LES BALLETS RUSSES ET LE FESTIVAL D’AIX : UNE LONGUE HISTOIRE DE LA MODERNITÉ SCÉNIQUE

75 ans Au festival Publié le 21/03/2023
L’Enlèvement au Sérail, production 1967 (reprise du spectacle créé en 1951)
© Jean Bouville, Ville d’Aix-en-Provence

Interdisciplinaire et moderne par excellence, l’esprit des Ballets russes guide Gabriel Dussurget, premier directeur du Festival d’Aix, dans la constitution de l’identité artistique du Festival, favorisant en particulier la collaboration avec des peintres-décorateurs et des chorégraphes. En juillet 2023, la programmation de quatre soirées consacrées aux ballets de Stravinski L’Oiseau de feu, Petrouchka et Le Sacre du Printemps (œuvres initialement commandées par Diaghilev pour sa compagnie des Ballets Russes), illustrés par trois créations de films (Rebecca Zlotowski, Bertrand Mandico, Evangelia Kranioti), continue d’inscrire le Festival d’Aix dans cette riche filiation artistique.

FONDER LE FESTIVAL D’APRÈS LA COMPAGNIE DES BALLETS RUSSES

Au début du XXe siècle, l’impresario russe Serge de Diaghilev crée la compagnie de danse des Ballets russes, qui tourne en Europe et en particulier à Paris entre 1909 et 1929. Le Sacre du Printemps, ballet composé par Stravinski pour le Théâtre des Champs-Élysées (1913) est emblématique de cette période d’effervescence artistique et d’un certain type d’alliance entre la danse, les décors et la musique proposée par la compagnie.

Alors même qu’il ne pense pas encore à fonder un festival à Aix, Gabriel Dussurget raconte le choc esthétique produit par cette découverte lorsqu’il assiste à des spectacles à Paris, dans l’entre-deux-guerres :

Les Ballets russes me révèlent la danse, mais j’ai aussi, grâce à eux, le coup de foudre pour la peinture.

(Travail demandé):
1 – Reformulez sous forme de liste à puces le paragraphe de l'extrait qui commence par « Au début du XXe siècle », en conservant ses faits essentiels.
2 – Poursuivez l'extrait consacré aux Ballets russes et au Festival d'Aix après la citation de Gabriel Dussurget qui le clôt.

(Données fournies):
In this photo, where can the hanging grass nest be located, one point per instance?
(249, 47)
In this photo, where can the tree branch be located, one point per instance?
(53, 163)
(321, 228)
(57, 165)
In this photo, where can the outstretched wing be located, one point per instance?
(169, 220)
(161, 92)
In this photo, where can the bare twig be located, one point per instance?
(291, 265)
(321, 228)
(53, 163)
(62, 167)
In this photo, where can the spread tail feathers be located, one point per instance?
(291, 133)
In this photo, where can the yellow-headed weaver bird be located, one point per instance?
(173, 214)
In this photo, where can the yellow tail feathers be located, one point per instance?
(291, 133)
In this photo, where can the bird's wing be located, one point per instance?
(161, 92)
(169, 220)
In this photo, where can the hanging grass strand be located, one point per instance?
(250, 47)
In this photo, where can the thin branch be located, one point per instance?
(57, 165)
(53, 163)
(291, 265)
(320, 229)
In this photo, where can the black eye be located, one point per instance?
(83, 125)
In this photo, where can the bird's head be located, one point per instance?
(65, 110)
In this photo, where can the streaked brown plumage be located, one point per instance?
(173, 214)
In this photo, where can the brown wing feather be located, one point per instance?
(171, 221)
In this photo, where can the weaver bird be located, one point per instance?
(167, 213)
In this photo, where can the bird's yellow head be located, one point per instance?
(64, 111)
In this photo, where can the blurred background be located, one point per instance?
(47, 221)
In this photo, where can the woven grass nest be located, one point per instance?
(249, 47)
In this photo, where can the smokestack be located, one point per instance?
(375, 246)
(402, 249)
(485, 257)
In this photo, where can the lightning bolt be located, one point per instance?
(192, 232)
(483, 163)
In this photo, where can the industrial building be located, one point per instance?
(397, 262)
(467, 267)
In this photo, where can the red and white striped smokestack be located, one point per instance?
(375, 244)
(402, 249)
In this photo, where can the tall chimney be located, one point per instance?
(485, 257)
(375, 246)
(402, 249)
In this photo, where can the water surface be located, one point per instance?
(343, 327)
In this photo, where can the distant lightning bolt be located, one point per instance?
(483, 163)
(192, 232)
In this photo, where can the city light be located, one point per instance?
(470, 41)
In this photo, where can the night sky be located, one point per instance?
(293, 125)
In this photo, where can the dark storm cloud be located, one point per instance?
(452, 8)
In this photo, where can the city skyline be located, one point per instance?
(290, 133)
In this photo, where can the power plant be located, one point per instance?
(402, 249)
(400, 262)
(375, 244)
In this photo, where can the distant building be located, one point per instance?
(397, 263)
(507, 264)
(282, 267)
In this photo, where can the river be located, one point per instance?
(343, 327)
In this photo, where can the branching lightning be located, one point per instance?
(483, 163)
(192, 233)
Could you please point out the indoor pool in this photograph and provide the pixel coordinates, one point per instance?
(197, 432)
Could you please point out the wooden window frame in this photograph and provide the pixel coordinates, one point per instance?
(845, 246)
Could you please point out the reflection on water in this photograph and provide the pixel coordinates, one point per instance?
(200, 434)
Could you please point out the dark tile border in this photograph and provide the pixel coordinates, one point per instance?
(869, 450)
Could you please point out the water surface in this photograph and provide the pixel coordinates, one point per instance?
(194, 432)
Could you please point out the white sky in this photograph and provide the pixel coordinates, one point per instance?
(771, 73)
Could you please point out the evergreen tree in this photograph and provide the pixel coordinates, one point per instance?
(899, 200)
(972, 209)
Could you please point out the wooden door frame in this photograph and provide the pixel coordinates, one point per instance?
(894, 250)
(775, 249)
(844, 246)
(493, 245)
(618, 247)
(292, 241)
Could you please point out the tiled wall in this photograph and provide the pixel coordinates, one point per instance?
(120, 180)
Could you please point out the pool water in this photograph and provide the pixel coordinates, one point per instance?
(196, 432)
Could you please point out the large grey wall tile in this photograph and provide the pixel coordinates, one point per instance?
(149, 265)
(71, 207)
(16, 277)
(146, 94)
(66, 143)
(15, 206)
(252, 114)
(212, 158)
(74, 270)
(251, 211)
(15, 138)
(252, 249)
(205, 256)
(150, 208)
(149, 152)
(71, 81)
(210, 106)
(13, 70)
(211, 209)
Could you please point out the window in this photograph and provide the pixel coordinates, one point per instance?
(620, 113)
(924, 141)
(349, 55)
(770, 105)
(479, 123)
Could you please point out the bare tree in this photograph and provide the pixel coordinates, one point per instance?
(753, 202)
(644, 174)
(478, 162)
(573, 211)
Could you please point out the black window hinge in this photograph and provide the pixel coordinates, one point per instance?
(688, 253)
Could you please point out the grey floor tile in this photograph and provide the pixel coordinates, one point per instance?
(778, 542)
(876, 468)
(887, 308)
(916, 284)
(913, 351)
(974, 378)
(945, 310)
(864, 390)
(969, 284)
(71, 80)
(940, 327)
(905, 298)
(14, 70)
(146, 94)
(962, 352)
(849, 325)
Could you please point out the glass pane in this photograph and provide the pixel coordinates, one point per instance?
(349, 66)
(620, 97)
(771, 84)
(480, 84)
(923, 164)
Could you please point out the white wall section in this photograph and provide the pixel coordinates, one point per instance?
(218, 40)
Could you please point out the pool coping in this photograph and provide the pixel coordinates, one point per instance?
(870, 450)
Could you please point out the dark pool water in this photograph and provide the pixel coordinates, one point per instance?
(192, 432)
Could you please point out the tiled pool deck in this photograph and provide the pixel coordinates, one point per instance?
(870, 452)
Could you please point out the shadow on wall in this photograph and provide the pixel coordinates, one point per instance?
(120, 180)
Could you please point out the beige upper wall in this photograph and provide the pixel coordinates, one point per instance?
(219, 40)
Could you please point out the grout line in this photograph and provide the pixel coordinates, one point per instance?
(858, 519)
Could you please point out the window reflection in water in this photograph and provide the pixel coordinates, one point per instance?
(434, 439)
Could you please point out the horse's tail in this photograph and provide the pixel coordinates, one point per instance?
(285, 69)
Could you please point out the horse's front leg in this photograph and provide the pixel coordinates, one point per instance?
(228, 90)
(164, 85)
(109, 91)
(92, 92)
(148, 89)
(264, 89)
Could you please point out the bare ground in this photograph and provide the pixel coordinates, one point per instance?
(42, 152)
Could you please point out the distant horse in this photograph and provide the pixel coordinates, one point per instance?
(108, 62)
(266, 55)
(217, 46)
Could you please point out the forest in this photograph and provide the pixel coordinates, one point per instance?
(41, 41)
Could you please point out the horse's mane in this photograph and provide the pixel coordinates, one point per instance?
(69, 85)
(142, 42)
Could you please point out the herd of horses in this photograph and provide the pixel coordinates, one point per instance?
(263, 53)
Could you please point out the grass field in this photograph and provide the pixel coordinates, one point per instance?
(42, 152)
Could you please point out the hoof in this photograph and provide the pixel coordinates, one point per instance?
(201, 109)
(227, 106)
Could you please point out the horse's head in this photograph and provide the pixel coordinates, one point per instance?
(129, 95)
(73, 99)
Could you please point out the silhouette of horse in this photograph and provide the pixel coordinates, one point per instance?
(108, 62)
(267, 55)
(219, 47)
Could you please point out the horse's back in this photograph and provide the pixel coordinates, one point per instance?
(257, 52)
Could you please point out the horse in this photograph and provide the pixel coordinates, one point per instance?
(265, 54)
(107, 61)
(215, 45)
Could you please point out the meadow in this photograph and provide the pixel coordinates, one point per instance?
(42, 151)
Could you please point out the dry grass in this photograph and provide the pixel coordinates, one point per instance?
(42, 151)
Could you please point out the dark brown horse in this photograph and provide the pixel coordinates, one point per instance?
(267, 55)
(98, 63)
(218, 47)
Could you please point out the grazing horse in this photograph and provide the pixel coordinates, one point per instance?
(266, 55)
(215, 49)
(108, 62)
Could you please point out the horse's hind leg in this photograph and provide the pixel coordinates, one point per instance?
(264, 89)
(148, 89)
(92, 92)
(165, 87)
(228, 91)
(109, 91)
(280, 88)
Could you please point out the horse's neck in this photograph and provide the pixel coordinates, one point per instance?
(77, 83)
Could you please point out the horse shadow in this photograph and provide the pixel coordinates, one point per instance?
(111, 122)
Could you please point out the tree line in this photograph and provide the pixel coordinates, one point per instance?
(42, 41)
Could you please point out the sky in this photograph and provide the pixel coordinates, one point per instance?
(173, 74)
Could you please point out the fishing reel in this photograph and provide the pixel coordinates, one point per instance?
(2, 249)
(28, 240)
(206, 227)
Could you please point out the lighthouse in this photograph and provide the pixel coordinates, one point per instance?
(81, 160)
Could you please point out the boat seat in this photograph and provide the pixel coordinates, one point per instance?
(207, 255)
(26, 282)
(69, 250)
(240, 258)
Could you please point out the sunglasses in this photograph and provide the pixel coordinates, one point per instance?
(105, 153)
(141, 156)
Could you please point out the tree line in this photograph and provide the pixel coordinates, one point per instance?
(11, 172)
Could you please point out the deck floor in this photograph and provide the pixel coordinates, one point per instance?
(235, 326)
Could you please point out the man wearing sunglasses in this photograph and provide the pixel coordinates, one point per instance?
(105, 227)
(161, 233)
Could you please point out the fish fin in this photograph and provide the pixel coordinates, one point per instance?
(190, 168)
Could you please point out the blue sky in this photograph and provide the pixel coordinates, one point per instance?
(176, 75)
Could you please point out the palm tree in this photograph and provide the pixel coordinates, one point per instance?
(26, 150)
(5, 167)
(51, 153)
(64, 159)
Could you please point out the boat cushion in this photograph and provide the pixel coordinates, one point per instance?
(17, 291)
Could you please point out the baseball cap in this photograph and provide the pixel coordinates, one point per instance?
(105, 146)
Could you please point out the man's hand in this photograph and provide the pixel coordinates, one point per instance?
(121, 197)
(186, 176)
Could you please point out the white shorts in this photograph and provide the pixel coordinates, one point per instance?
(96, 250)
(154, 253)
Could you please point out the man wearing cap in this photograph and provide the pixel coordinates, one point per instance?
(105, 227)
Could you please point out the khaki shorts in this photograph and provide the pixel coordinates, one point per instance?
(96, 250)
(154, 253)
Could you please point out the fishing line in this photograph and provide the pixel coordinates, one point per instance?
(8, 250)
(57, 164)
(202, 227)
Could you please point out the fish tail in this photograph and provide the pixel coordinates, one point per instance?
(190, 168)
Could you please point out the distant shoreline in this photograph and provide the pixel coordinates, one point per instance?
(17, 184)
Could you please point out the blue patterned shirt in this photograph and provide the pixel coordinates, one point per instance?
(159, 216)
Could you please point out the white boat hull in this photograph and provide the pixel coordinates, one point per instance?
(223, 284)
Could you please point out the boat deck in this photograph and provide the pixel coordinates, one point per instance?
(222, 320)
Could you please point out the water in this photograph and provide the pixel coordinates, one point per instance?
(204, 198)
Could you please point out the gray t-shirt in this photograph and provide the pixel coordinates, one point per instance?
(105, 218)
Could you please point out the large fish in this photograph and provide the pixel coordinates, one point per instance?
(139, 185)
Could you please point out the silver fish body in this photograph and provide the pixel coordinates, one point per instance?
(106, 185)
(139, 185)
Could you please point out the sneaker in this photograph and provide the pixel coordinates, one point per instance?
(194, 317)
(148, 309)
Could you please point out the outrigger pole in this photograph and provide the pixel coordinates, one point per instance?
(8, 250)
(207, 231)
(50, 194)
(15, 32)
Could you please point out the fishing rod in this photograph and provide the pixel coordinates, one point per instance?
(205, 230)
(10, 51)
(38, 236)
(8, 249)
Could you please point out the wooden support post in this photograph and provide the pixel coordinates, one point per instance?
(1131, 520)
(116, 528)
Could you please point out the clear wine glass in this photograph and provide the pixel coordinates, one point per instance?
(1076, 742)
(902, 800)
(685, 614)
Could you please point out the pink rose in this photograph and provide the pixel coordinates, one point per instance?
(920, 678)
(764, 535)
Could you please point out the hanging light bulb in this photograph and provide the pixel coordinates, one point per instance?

(Résultats attendus):
1 –
- Au début du XXe siècle, l'impresario russe Serge de Diaghilev fonde la compagnie de danse des Ballets russes.
- La compagnie tourne en Europe, en particulier à Paris, de 1909 à 1929.
- Le Sacre du Printemps, composé par Stravinski pour le Théâtre des Champs-Élysées (1913), illustre cette période d'effervescence artistique.
- Ce ballet est aussi emblématique de l'alliance entre danse, décors et musique que propose la compagnie.

2 –
Le Magicien d’Aix. Mémoires intimes, p. 48

L’idéal d’art total véhiculé par les Ballets russes se retrouve ainsi dans les opéras du Festival.

SCÉNOGRAPHIER ET CHORÉGRAPHIER L’OPÉRA

Les spectacles présentés au Festival d’Aix à partir de 1948 témoignent de cette pensée qui cherche l’harmonie entre décors, costumes et mise en scène. Sans être à proprement parler l’instigateur du recours aux peintres-décorateurs, Gabriel Dussurget transpose à l’opéra cette pratique à laquelle les organisateurs de ballets recouraient particulièrement dans la première moitié du XXe siècle. Ayant fondé le Ballet du Théâtre des Champs-Élysées avec Roland Petit et Boris Kochno en 1945, il sollicite d’ailleurs de nombreux artistes de ce réseau.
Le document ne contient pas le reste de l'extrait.